WORK INSTRUCTION> Would you return the data below exactly as it stands, with every picture left out?

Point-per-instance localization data
◇ ◇ ◇ ◇

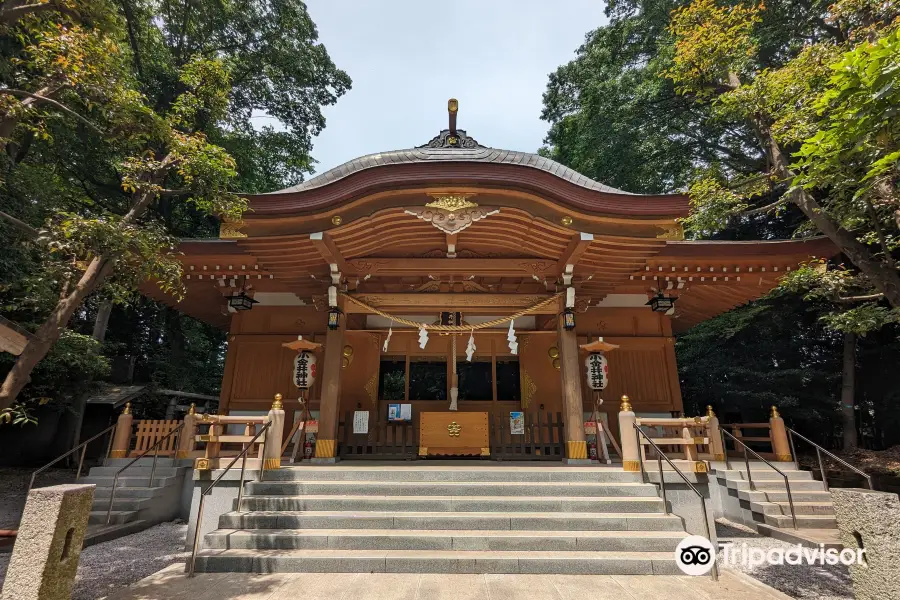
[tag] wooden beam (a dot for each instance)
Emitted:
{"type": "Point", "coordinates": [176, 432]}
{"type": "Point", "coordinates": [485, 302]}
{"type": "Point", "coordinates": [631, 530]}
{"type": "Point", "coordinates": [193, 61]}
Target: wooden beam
{"type": "Point", "coordinates": [481, 267]}
{"type": "Point", "coordinates": [329, 251]}
{"type": "Point", "coordinates": [433, 303]}
{"type": "Point", "coordinates": [577, 246]}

◇ ◇ ◇ ◇

RESPONSE>
[tag] wooden beam (a dot for each instance)
Emitted:
{"type": "Point", "coordinates": [176, 432]}
{"type": "Point", "coordinates": [485, 302]}
{"type": "Point", "coordinates": [631, 530]}
{"type": "Point", "coordinates": [193, 61]}
Target: wooden beam
{"type": "Point", "coordinates": [481, 267]}
{"type": "Point", "coordinates": [329, 251]}
{"type": "Point", "coordinates": [433, 303]}
{"type": "Point", "coordinates": [577, 246]}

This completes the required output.